Set the records down again in full, with every word kept.

> **Provided data**
§ §

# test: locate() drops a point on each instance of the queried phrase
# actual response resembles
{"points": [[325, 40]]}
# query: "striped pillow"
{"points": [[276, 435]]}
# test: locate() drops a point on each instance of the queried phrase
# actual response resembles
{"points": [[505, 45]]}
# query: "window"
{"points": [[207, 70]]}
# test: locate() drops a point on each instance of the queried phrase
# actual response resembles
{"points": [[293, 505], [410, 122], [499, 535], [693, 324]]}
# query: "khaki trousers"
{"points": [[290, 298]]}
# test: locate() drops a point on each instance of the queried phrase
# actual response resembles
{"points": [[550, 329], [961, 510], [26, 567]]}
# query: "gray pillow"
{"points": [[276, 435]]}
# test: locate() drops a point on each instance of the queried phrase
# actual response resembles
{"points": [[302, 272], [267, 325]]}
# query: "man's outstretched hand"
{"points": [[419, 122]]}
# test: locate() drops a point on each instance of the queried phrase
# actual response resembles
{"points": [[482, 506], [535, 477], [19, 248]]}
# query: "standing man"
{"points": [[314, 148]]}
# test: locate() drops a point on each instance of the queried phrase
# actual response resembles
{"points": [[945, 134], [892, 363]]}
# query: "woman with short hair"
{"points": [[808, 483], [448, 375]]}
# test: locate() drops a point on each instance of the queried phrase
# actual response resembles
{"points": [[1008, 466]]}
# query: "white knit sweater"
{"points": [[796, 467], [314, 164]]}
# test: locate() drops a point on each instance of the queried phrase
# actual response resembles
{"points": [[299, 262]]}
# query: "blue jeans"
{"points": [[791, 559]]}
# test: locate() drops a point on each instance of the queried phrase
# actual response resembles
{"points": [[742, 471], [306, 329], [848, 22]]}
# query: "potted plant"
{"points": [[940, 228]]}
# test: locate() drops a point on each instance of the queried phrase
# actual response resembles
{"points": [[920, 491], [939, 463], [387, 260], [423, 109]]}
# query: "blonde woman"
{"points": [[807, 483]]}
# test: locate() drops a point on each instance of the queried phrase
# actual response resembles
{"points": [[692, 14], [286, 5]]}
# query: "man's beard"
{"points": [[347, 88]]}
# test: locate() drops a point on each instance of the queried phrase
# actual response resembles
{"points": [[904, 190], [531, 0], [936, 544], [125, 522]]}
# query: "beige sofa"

§ §

> **Response box**
# test: locate() drops a point on each instance of the queried phrase
# actual response resembles
{"points": [[325, 40]]}
# query: "striped pillow"
{"points": [[276, 435]]}
# test: locate() drops a point on each instance of the queried phrase
# actual response resembles
{"points": [[505, 45]]}
# query: "window"
{"points": [[207, 70]]}
# test: locate() drops a point on each instance of the queried phrase
# actual response resembles
{"points": [[293, 505], [410, 122], [499, 535], [693, 324]]}
# query: "khaki trousers"
{"points": [[290, 298]]}
# test: locate() drops a point on each instance of the queried phrase
# actual response resembles
{"points": [[550, 329], [961, 510], [26, 567]]}
# query: "gray pillow"
{"points": [[276, 435]]}
# test: locate() drops a point on each instance of the queried phrase
# actual response resembles
{"points": [[302, 272], [267, 325]]}
# query: "man's outstretched hand"
{"points": [[419, 122]]}
# test: locate() drops a point on each instance of the queried phrase
# actual response resembles
{"points": [[482, 506], [535, 477], [19, 248]]}
# query: "standing man"
{"points": [[314, 148]]}
# test: locate() drops a point on each instance of the queried phrase
# actual response resembles
{"points": [[945, 134], [892, 363]]}
# query: "woman with short hair"
{"points": [[808, 483], [448, 375]]}
# test: locate() drops a point on each instance of the queried phrase
# actual response resembles
{"points": [[1008, 466]]}
# query: "white knit sweater"
{"points": [[796, 467], [314, 164]]}
# test: locate() drops a point on each instance of the queried phrase
# actual response resembles
{"points": [[299, 262]]}
# query: "blue jeans"
{"points": [[791, 559]]}
# test: locate() drops a point on each instance of the queried phrase
# actual response resembles
{"points": [[742, 471], [306, 329], [848, 22]]}
# query: "potted plant"
{"points": [[940, 228]]}
# test: locate() drops a point on each instance of the queried phrase
# actual response resembles
{"points": [[920, 491], [939, 463], [387, 260], [423, 109]]}
# query: "blonde woman"
{"points": [[807, 483]]}
# test: locate() drops a point on each instance of the queried phrase
# actual response resembles
{"points": [[692, 14], [286, 5]]}
# query: "man's beard"
{"points": [[347, 88]]}
# test: locate() drops a point on each instance of the queried phrase
# actual response resembles
{"points": [[904, 190], [531, 0], [936, 544], [125, 522]]}
# query: "beige sofa"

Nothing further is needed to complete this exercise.